-- BEGIN Information given --
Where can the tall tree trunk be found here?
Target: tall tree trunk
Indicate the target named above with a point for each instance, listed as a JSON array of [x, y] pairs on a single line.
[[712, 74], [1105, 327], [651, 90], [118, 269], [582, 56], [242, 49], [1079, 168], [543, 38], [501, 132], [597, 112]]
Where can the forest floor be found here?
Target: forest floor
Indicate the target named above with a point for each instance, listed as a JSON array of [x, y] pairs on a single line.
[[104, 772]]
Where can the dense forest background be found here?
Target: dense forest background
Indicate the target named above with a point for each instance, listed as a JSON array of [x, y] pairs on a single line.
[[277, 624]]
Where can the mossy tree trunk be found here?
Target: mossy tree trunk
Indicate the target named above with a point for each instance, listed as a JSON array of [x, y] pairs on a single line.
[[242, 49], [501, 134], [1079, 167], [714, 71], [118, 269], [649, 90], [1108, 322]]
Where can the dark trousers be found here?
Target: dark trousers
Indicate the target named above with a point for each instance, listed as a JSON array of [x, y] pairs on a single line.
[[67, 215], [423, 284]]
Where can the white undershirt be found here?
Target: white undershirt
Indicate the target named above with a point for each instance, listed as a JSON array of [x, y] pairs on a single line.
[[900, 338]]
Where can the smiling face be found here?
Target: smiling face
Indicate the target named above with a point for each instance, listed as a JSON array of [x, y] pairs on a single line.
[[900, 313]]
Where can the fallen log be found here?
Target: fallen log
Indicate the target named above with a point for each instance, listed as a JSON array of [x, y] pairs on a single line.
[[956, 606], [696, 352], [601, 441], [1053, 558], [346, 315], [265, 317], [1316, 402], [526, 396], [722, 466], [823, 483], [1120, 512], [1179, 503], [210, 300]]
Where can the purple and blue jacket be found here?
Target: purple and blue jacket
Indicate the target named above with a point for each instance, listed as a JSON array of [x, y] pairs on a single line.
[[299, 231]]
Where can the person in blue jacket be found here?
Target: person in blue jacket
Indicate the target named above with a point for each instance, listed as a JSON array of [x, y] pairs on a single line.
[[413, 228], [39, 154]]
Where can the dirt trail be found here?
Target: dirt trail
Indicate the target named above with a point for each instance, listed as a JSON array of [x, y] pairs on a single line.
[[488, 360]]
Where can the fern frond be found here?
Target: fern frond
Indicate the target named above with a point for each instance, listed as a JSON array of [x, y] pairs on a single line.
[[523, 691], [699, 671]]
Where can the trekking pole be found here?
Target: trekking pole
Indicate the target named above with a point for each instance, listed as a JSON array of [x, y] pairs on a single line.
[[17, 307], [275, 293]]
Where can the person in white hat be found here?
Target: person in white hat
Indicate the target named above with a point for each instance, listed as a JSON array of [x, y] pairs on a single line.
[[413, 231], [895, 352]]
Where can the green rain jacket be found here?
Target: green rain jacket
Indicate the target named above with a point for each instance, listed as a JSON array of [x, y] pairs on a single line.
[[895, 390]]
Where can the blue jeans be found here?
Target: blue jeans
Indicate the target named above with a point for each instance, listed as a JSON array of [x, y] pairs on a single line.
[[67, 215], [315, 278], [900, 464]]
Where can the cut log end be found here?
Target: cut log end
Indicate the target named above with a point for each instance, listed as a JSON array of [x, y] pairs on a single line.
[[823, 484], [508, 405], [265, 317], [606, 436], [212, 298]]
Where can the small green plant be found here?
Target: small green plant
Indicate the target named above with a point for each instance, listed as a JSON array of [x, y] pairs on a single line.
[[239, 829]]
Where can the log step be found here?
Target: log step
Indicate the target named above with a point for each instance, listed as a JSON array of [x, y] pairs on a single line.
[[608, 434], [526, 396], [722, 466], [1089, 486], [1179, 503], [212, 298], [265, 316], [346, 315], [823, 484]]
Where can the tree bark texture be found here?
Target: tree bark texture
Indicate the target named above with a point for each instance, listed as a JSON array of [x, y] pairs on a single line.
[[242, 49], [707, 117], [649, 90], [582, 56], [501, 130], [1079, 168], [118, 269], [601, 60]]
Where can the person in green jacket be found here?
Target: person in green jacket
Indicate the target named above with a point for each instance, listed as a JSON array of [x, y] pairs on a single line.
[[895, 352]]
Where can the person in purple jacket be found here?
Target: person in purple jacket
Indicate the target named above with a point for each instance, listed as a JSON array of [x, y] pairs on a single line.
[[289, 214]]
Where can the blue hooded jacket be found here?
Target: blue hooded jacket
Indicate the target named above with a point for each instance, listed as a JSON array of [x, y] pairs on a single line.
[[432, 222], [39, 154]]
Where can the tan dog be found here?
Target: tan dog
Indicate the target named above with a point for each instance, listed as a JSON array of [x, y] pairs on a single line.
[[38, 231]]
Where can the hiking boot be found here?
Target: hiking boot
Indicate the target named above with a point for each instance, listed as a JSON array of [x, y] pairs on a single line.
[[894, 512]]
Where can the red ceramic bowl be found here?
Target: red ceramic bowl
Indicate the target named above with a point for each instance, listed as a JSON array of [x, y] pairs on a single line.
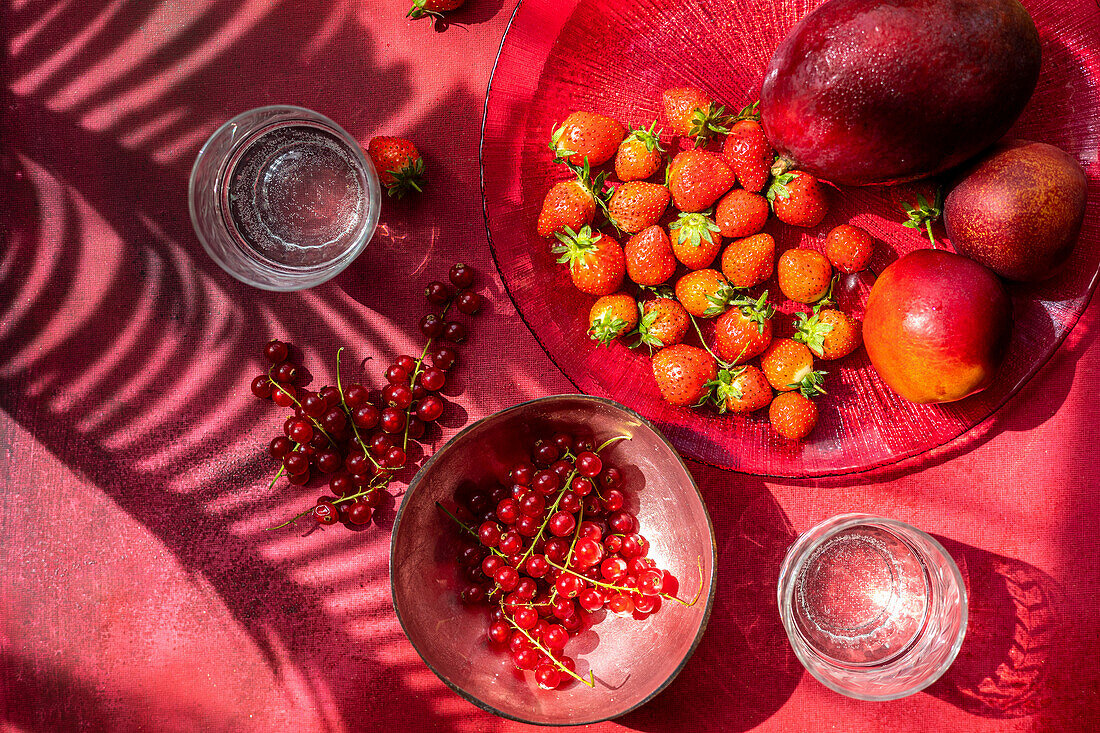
[[631, 659], [616, 56]]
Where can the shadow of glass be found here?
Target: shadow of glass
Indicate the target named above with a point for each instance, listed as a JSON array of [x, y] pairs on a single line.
[[1011, 657]]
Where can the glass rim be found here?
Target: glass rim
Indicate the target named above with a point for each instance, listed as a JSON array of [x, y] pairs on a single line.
[[331, 269], [800, 553]]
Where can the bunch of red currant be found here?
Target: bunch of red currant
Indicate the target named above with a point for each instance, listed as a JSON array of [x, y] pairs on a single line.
[[355, 436], [550, 545]]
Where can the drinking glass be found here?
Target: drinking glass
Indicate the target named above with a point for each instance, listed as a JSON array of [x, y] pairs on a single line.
[[283, 198], [875, 609]]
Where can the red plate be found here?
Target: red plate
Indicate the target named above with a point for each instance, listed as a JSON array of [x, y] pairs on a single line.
[[616, 56]]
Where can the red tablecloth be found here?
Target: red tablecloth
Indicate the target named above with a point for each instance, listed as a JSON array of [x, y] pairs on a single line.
[[139, 589]]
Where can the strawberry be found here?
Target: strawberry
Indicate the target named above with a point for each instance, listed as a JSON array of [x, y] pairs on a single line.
[[913, 199], [704, 293], [612, 316], [570, 204], [740, 391], [682, 373], [741, 214], [691, 112], [639, 154], [433, 8], [798, 199], [663, 323], [649, 258], [789, 365], [792, 415], [695, 240], [804, 275], [828, 332], [745, 330], [586, 137], [697, 178], [636, 205], [595, 261], [398, 163], [849, 248], [749, 261], [749, 154]]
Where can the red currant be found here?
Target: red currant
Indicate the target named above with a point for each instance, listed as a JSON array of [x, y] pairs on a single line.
[[589, 465], [432, 379], [561, 524], [537, 566], [395, 374], [547, 676], [393, 419], [284, 395], [325, 512], [279, 447], [438, 292], [431, 326], [262, 386], [499, 632], [365, 416], [276, 351], [521, 473]]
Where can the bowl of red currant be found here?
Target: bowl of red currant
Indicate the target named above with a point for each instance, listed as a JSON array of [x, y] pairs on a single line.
[[554, 562]]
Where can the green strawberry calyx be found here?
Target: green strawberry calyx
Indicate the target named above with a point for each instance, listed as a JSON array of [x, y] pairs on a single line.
[[726, 385], [691, 229], [707, 121], [812, 331], [779, 187], [606, 327], [758, 312], [650, 138], [922, 214], [561, 153], [575, 245], [418, 11], [721, 301], [811, 384], [407, 178]]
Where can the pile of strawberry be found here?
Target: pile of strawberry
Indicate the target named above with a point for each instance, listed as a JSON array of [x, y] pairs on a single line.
[[724, 185]]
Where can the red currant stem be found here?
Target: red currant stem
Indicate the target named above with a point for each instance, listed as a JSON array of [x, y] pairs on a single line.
[[613, 440], [290, 521], [549, 654], [298, 404], [624, 589], [469, 529], [569, 556], [281, 469], [550, 513], [354, 428], [416, 373]]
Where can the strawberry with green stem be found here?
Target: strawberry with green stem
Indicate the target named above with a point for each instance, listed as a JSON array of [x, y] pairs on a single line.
[[696, 240], [398, 163], [595, 261], [922, 214], [639, 154], [662, 323], [613, 316]]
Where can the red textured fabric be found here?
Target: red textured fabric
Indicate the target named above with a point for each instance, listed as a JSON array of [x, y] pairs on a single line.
[[139, 589]]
-- END Information given --
> _Exercise details_
Reproduce the items starting at the line containing "Where can the drinking glass be found here?" and ending at the line containing "261], [749, 154]]", substituting "red saucer" for "red plate" and leaving everything else unchanged.

> _Solution_
Where can the drinking glass be found here?
Target: drinking glass
Indicate the target named above with a point for each instance, listed as a JSON array of [x, y] pairs on a single line.
[[283, 198], [875, 609]]
Where can the red saucer be found here?
Target: red saucer
Indicate the target named above with a point for each instance, listed as a JSON array of [x, y] pairs on a single line.
[[616, 56]]
Where can the red tablecloth be found here?
Target: red tablecloth
Indicate the target named above with a point for each instance, listed as a JSON array of [x, y] pairs on a single line.
[[139, 589]]
Where can the strawberry be found here?
Target: strawberry
Indicate the target named above with a point for each instance, listed as a JSON array of [x, y] pairs on a single line.
[[913, 199], [704, 293], [612, 316], [570, 204], [740, 391], [682, 373], [741, 214], [691, 112], [639, 154], [433, 8], [798, 199], [663, 323], [649, 258], [789, 365], [792, 415], [695, 240], [804, 275], [828, 332], [745, 330], [586, 137], [697, 178], [636, 205], [595, 261], [398, 163], [849, 248], [749, 261], [749, 154]]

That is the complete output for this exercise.